Stored dataset items
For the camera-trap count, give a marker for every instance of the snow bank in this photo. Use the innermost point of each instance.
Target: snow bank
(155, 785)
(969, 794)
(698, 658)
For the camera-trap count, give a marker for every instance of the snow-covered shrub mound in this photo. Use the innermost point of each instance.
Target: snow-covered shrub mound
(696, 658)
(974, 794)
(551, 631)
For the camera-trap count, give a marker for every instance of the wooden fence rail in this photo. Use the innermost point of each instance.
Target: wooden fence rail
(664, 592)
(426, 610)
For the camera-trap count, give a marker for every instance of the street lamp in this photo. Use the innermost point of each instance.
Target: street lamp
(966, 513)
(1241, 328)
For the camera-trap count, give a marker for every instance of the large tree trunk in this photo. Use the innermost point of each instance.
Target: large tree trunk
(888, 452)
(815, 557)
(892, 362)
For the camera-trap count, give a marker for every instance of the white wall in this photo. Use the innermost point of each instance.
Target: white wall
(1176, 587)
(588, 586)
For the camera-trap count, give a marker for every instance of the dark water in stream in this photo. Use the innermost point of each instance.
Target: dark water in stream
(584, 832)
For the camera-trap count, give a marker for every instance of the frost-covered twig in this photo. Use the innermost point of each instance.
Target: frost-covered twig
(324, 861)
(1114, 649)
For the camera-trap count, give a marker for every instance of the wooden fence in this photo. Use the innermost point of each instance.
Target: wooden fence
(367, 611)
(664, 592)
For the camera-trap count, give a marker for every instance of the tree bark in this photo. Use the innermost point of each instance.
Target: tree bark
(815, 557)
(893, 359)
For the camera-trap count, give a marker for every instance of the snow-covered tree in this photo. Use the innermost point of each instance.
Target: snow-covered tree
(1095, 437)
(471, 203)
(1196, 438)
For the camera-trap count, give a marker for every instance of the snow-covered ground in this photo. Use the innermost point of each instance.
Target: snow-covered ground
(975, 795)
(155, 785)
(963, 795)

— Description of the task —
In full and unchanged, repeat the data above.

— Response box —
For the camera-trap count, give a marker for every instance of the snow bank in this photo. Use the innermost point of each instance.
Target: snow bank
(155, 785)
(969, 794)
(698, 658)
For the camera-trap count, give a marker for every instance of the snow-covered shrub mound in this photo. Use the innermost point of each instance.
Target: snow-covered shrub mound
(696, 658)
(974, 794)
(551, 631)
For the camera-trap count, give a marker for every instance of the wooden fence rail in this photo. Use the innermost point of each instance.
Target: wooden fence rail
(664, 592)
(426, 610)
For the camera-trap count, give a marker for every instance of the street lamp in this photo. Use the innermost point of each instance.
Target: street lamp
(966, 513)
(1241, 328)
For the camera-trap count, give a marker for every instance of the large tree trunk in this photo. Use the innermost point of each instance.
Target: large tree trunk
(888, 452)
(815, 557)
(892, 362)
For the camera-trap count, give a marker for every instance of the white wall in this photo. Use the innermost point of each instance.
Target: white wall
(1176, 587)
(588, 586)
For the camera-trap count, give a marker for every instance of the dark water in stream in this photo. Use the innermost point of each instance.
Target: dark water in stream
(584, 832)
For the camera-trap count, give a marker for every instance of the frost-covered twig in this photo. Use the innermost point of each instance.
Target: frost-covered twig
(324, 861)
(1114, 649)
For the camera-trap count, give a marker for every instance of the wooden fence in this photo. Use the innermost point of each instance.
Target: wooden fence
(367, 611)
(664, 592)
For the camera-trap count, give a marker for every instance of the tree bark in this photo. Use the innermost point of each instance.
Target: tree bark
(815, 557)
(893, 359)
For the camera-trap count, give a marker for every instance of the snow-covered tree in this photo. Use the innermost point of each instance.
Target: snow-covered tree
(1095, 437)
(471, 203)
(1196, 438)
For the camera-trap count, give a marker for every instance of the snow-covered ground in this photo. Use the innermost point of each instance.
Target: snow-covered ground
(975, 795)
(155, 785)
(963, 795)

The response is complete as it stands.